PROBLEM SET:
a - Answer these questions about the forum thread:
(i) What was the reply to whether the Japanese S13 came with an automatic?
(ii) How much does teruya01 say is paid each year?
(iii) According to drift240sxdragqueen, what transmission do most people sell their SRs with?
b - Summarize the forum thread in two sentences.
c - Reproduce the part of the forum thread that opens with the words containing "i'm not sure about" and closes with "(Jan 24, 2003)".

:: TEXT UNDER STUDY

# automagic?



## teruya01 (Apr 9, 2003)

hey...did the japanese s13 come with automanic? i prefer stick but im just asking if the sr20dets came automanic as well?


----------



## drift240sxdragqueen (Oct 23, 2002)

yes they did.


----------



## teruya01 (Apr 9, 2003)

well thanks 4 replaying =) ...do u know anyone that did this> is it harder and more expensive? how was the car running? what does it run? i know automagic is bullshit compaired to the stick but yea...i have to get a automagic since i pay 3grand a fuken year!


----------



## drift240sxdragqueen (Oct 23, 2002)

i'm not sure about anythign u just asked since most people do sell their SR's with a 5spd transmission, but that doesn't mean people don't sell A/T but i haven't seen them nor have i been looking. i woulnd't think it would be that hard, do u have an auto right now? i'm just guessing at this but an auto SR would run decent i guess. maybe someone can help me with this one cuz i'm not sure


----------



## nx2000 (Jan 24, 2003)

it would run the same....why wouldnt it???


----------



## drift240sxdragqueen (Oct 23, 2002)

autos don't got as much power as manuels..


----------



## intrepid (Jun 25, 2003)

there also ghey.


----------



## drift240sxdragqueen (Oct 23, 2002)

::::
:: INFORMATION PROVIDED

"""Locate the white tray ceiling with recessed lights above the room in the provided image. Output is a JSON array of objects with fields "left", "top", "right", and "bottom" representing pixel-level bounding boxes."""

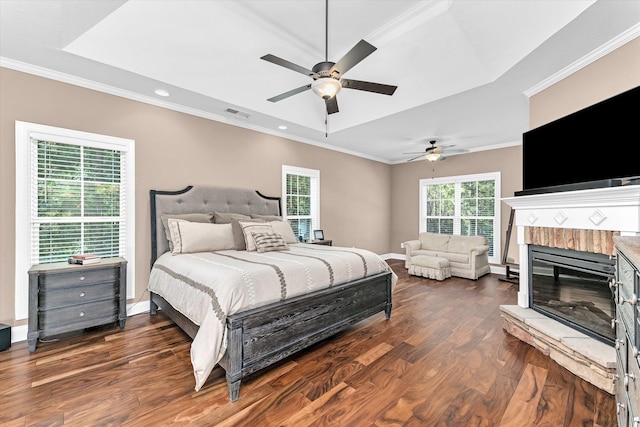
[{"left": 0, "top": 0, "right": 640, "bottom": 163}]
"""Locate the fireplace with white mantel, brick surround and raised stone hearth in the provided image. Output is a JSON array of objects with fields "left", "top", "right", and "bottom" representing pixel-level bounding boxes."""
[{"left": 500, "top": 183, "right": 640, "bottom": 393}]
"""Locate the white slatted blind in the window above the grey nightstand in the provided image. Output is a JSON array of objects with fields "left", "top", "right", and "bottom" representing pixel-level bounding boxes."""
[{"left": 31, "top": 138, "right": 127, "bottom": 264}]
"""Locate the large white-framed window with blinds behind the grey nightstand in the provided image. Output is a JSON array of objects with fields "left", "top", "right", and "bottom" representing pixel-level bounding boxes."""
[{"left": 16, "top": 122, "right": 135, "bottom": 318}]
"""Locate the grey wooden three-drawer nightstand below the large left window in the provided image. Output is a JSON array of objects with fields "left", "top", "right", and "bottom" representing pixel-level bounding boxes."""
[{"left": 27, "top": 258, "right": 127, "bottom": 352}]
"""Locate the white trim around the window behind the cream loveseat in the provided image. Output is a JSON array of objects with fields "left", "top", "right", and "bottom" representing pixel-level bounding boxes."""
[{"left": 418, "top": 172, "right": 502, "bottom": 264}]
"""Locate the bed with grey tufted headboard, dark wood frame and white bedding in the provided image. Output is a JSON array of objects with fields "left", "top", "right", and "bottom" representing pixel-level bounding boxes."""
[{"left": 148, "top": 186, "right": 397, "bottom": 402}]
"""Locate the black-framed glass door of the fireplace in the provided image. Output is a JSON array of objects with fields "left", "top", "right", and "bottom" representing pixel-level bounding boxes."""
[{"left": 529, "top": 245, "right": 615, "bottom": 344}]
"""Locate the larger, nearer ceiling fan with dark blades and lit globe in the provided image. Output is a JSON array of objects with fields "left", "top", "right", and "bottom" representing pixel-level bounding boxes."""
[{"left": 260, "top": 0, "right": 397, "bottom": 114}]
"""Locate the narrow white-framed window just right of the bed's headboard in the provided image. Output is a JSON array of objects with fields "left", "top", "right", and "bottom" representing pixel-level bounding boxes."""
[{"left": 282, "top": 165, "right": 320, "bottom": 241}]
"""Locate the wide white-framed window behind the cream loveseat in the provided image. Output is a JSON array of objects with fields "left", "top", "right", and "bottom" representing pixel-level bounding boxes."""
[{"left": 420, "top": 172, "right": 500, "bottom": 264}]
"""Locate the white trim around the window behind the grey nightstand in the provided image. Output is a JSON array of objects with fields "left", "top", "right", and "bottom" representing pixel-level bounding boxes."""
[{"left": 14, "top": 120, "right": 136, "bottom": 320}]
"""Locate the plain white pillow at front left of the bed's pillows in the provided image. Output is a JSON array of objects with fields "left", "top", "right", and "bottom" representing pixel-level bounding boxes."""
[{"left": 168, "top": 218, "right": 234, "bottom": 255}]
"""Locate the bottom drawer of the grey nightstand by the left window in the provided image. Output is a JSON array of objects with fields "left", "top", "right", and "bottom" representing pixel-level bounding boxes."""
[{"left": 38, "top": 299, "right": 118, "bottom": 330}]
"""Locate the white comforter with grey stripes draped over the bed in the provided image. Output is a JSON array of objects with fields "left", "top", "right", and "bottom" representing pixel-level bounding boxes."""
[{"left": 149, "top": 243, "right": 397, "bottom": 391}]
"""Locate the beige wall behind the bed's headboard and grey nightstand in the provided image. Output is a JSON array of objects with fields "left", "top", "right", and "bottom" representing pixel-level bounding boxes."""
[{"left": 0, "top": 68, "right": 391, "bottom": 326}]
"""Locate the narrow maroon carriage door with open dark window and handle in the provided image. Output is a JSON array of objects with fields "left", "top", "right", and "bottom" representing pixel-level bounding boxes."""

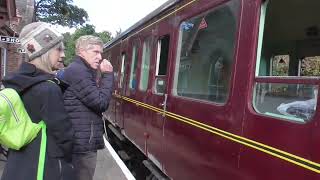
[{"left": 147, "top": 34, "right": 170, "bottom": 169}]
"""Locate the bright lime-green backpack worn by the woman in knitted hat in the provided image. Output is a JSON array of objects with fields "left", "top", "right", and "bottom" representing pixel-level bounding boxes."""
[{"left": 0, "top": 88, "right": 47, "bottom": 180}]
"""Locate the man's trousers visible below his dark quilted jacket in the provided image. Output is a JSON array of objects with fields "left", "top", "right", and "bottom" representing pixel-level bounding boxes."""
[{"left": 72, "top": 152, "right": 97, "bottom": 180}]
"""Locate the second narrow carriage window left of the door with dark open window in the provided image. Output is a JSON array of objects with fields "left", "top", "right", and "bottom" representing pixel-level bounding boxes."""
[{"left": 129, "top": 43, "right": 138, "bottom": 89}]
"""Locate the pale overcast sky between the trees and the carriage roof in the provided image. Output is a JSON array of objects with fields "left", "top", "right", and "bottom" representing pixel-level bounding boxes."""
[{"left": 68, "top": 0, "right": 167, "bottom": 35}]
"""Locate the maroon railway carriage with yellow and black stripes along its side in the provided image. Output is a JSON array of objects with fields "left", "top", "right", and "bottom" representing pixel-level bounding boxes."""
[{"left": 104, "top": 0, "right": 320, "bottom": 180}]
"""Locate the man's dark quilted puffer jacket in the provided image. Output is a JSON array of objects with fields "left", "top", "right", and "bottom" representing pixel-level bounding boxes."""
[{"left": 62, "top": 57, "right": 113, "bottom": 153}]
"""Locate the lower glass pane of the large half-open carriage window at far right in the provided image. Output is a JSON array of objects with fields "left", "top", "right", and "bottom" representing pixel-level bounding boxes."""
[{"left": 254, "top": 83, "right": 318, "bottom": 122}]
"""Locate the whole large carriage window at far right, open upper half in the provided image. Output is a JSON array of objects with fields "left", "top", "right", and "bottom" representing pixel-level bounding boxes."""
[{"left": 253, "top": 0, "right": 320, "bottom": 123}]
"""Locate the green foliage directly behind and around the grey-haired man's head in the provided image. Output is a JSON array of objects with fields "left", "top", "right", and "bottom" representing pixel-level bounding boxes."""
[{"left": 63, "top": 24, "right": 112, "bottom": 65}]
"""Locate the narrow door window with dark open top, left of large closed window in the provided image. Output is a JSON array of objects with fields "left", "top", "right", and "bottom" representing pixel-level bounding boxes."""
[{"left": 154, "top": 35, "right": 170, "bottom": 94}]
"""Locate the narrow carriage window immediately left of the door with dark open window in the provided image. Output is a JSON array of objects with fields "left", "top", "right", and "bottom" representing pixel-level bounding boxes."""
[{"left": 139, "top": 38, "right": 151, "bottom": 91}]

::::

PROBLEM SOLUTIONS:
a -
(i) "yes they did."
(ii) 3 grand a year
(iii) A 5-speed transmission

b - teruya01 asks whether the Japanese S13 with the SR20DET came with an automatic, and drift240sxdragqueen replies that it did. teruya01 prefers a stick but has to get an automatic and asks about cost and how the car runs; drift240sxdragqueen notes that most SRs are sold with a 5-speed, nx2000 says an automatic would run the same, and drift240sxdragqueen counters that automatics don't have as much power as manuals.

c -
i'm not sure about anythign u just asked since most people do sell their SR's with a 5spd transmission, but that doesn't mean people don't sell A/T but i haven't seen them nor have i been looking. i woulnd't think it would be that hard, do u have an auto right now? i'm just guessing at this but an auto SR would run decent i guess. maybe someone can help me with this one cuz i'm not sure


----------



## nx2000 (Jan 24, 2003)